* Begin *

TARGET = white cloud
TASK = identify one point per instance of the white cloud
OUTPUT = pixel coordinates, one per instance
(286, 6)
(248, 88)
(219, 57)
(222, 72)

* End *

**Directions:**
Return the material exactly as it stands.

**Solved exercise:**
TARGET = white cloud
TASK = identify one point per instance of the white cloud
OUTPUT = pixel coordinates, one per instance
(286, 6)
(248, 88)
(219, 57)
(222, 72)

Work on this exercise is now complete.